> PROBLEM REQUIREMENTS: Quote the lines below exactly, from the one that holds "Task: Indicate the church facade" through the final line of the records, and only those.

--- start PROVIDED MATERIAL ---

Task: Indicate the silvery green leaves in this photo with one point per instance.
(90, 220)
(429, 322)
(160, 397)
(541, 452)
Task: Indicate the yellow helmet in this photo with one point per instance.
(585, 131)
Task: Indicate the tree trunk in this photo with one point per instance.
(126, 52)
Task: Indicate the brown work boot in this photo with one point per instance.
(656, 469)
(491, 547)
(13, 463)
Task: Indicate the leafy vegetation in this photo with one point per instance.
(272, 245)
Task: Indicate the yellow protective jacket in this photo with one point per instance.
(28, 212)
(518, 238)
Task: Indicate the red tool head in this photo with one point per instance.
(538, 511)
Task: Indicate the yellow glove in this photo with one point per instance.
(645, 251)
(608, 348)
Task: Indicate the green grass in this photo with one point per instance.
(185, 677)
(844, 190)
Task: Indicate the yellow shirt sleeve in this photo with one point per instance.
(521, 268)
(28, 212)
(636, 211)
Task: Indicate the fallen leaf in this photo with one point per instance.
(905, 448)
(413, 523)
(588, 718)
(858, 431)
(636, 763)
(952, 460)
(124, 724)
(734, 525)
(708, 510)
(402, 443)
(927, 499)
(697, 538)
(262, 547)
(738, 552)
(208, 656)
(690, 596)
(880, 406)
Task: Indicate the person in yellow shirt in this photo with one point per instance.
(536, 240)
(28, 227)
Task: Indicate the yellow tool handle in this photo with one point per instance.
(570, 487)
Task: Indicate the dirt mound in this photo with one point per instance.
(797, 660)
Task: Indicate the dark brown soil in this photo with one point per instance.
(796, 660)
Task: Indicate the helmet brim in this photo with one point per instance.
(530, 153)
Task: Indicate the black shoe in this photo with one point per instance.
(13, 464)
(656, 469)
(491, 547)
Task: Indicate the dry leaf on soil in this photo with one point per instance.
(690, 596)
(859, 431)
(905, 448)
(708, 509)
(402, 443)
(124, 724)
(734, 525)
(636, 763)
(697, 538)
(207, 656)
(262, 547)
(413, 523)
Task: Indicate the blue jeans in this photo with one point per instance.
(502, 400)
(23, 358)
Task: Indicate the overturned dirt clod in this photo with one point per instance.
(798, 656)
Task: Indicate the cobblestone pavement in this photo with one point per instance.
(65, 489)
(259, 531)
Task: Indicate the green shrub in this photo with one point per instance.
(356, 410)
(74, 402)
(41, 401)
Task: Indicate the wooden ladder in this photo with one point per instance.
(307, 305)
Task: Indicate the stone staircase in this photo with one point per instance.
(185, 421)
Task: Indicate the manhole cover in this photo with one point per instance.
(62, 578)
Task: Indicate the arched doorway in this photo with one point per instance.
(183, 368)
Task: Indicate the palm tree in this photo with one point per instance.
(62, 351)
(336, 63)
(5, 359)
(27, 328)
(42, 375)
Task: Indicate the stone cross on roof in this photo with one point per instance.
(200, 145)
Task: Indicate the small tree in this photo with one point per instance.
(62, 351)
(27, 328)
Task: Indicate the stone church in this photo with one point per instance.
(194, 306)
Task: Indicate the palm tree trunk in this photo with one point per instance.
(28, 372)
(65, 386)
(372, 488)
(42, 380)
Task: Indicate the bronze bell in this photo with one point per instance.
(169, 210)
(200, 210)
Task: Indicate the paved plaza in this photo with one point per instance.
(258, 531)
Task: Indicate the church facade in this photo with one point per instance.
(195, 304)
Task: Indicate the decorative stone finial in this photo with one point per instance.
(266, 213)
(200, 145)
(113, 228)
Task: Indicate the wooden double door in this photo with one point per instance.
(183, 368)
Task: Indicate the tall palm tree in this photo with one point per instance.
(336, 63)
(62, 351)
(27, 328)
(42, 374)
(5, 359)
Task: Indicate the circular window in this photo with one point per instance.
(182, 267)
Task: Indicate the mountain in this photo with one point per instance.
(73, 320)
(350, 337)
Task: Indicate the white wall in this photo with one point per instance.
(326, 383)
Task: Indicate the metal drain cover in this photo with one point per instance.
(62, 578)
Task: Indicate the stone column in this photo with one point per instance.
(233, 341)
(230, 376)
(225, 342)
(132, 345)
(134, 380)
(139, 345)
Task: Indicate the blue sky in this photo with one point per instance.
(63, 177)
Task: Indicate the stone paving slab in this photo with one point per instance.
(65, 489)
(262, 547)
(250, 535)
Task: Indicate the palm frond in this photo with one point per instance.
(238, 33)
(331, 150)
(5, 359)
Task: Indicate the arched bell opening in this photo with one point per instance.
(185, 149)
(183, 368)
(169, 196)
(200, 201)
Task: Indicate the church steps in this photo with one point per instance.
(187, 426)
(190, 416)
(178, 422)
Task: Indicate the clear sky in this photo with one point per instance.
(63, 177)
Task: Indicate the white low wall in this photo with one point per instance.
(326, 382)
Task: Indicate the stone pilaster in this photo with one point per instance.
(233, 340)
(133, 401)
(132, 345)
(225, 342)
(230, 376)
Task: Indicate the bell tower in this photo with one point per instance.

--- end PROVIDED MATERIAL ---

> FINAL RESULT:
Task: Indicate the church facade in this photo with one point per instance.
(195, 304)
Task: Indicate the decorative stone finial in this photo with one point per instance.
(266, 213)
(200, 145)
(113, 228)
Task: Indicate the wooden double door in this photo with one point per instance.
(183, 368)
Task: Indicate the tall palm tree in this photo with one point per instance.
(336, 63)
(62, 351)
(27, 328)
(42, 374)
(5, 359)
Task: Indicate the circular window in this photo with one point per instance.
(182, 267)
Task: Indicate the mountain in this photo with one point per instance.
(73, 320)
(350, 337)
Task: Indicate the white wall in this photo with one point per instance.
(326, 383)
Task: Indicate the metal drain cover in this photo with one point per instance.
(62, 578)
Task: Indicate the stone column in this photo with one point per instance.
(233, 341)
(230, 376)
(225, 342)
(132, 345)
(134, 380)
(139, 345)
Task: Indicate the blue sky in this photo with one point per instance.
(63, 177)
Task: Indicate the stone paving slab in this photo with one point per instance.
(65, 489)
(262, 547)
(250, 535)
Task: Indicate the palm frond in this photo with one point per instance.
(238, 33)
(331, 150)
(5, 359)
Task: Indicate the arched bell opening in this photo with one point per instance.
(185, 149)
(183, 368)
(169, 196)
(200, 201)
Task: Indicate the church steps in this photo with one point per instance.
(187, 426)
(190, 416)
(178, 422)
Task: Indicate the clear sky in this photo with one point per instance.
(63, 177)
Task: Indicate the white low wall in this photo with one point per instance.
(326, 382)
Task: Indicate the stone pilaster in this photo with one point per instance.
(233, 340)
(133, 401)
(132, 345)
(225, 342)
(230, 376)
Task: Indicate the bell tower in this photo with one point per instance.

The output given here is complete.